Merry Christmas–MarcEdit 5.7 Available

By reeset / On / In MarcEdit

Merry Christmas everyone.  I hope that everyone has a safe, and happy holidays with their family and their friends.  In what has become a bit of a holiday tradition, I’m releasing an update to MarcEdit, MarcEdit 5.7.  Yep, this shifts from version number from 5.6 to 5.7, and there are some pretty good reasons why – so lets get to it.

Updates

Native MARCXML Processing

I’ve talked about this change at length in an earlier post, but in order to facilitate some of the work that I’m interested in doing situated around MarcEdit and Linked Data, I had to improve the XML processing related to MARCXML.  Previously, MarcEdit utilized XSLT processing for all XML conversions.  This works great, provides a lot of flexibility, but has a fairly substantial memory footprint with visible performance issues when dealing with larger (500 MB+) MARCXML file sets.  To deal with these issues, I’ve updated MarcEdit so that I’ve now included native processing of MARCXML data using a SAX style XML processor.  This means validation of the document happens as the document is processed, but the take away is that MarcEdit’s MARCXML process has nearly no additional memory footprint and processes data approximately 190 times faster than the current process.  Of course, some people may have good reason to want to continue to use the XSLT style processing (for example, they may have customized the MARCXML=>MARC xslt), so I’ve also maintained the ability for users to continue to use the previous XSLT style MARCXML processing (though the new method is the default).

You can modify the MARCXML processing preferences within the Application Preferences window.

image

Users wanting to disable the native XSLT processing function and utilize the previous XSLT process simply need to uncheck the Use Native Option (Non-XSLT Process).  When this option is unchecked, the non-native option will be used.

This change has an impact in other parts of the program as well.  If you use the MarcEdit COM based API or .NET API to access the MARCEngine – API calls to the engine for MARCXML=>MARC processing will utilize the XSLT translation process if an XSLT is passed into the function.  If you want to use the native process, simply pass an empty string (or null value) to the function.

Likewise, individuals using the cmarcedit.exe program (MarcEdit’s Console Program).  If you want to use the native process, simply do not provide an xslt when calling the MARCXML=>MARC translation.

UTF8=>MARC8 conversion updates

The UTF8=>MARC character conversion process wasn’t treating combining characters for diacritics represented as {dotb} or {commab} correctly.  These diacritics were recognized, but the combining byte wasn’t being moved properly within the string causing the diacritic to modify the wrong value.  I’d like to thank Joe Altimus at Arizona State University for bringing this to my attention this week.

### Source data
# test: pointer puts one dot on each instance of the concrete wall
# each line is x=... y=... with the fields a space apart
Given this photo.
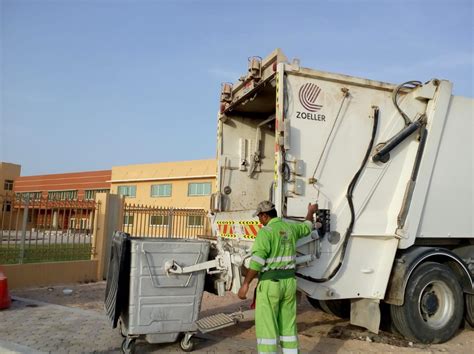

### Required task A
According to the MarcEdit release post, approximately how much faster is the native MARCXML processing than the current process?
### Required task B
Write a continuation of the MarcEdit release post, starting after its final sentence.
The data that accompany this page have no connection to the MarcEdit release post.

### Exercise response A
Approximately 190 times faster.

### Exercise response B
Multiple File Record Deduplication Utility

One of the feature requests that I get every now and again, is a request to update the MarcEdit duplication record function found in the MarcEditor.  Very often, users want to run this tool over multiple files, rather than find duplication records in a single source file.  So, I’ve modified the existing function so that you can now perform this function outside of the MarcEditor, and upon multiple files.

You find this function on the main MarcEdit window, under Tools/Find Duplicate Records.

image

When you run this function, you get the following window.

image

Simply click on the Open folder, and select a file.  To add another file, simply select the open icon again and select another file.  You’ll see selected files added to the dropdown list.  MarcEdit will then utilize the files in this list to perform the stated operation.  At this point, this function is an extension of the existing deduplication tool.  I was considering making a tool that did a more heuristically analysis of the records to determine duplicate records, but at this point, I’m going to wait for users to give this a try and provide some feedback so I can target my development accordingly.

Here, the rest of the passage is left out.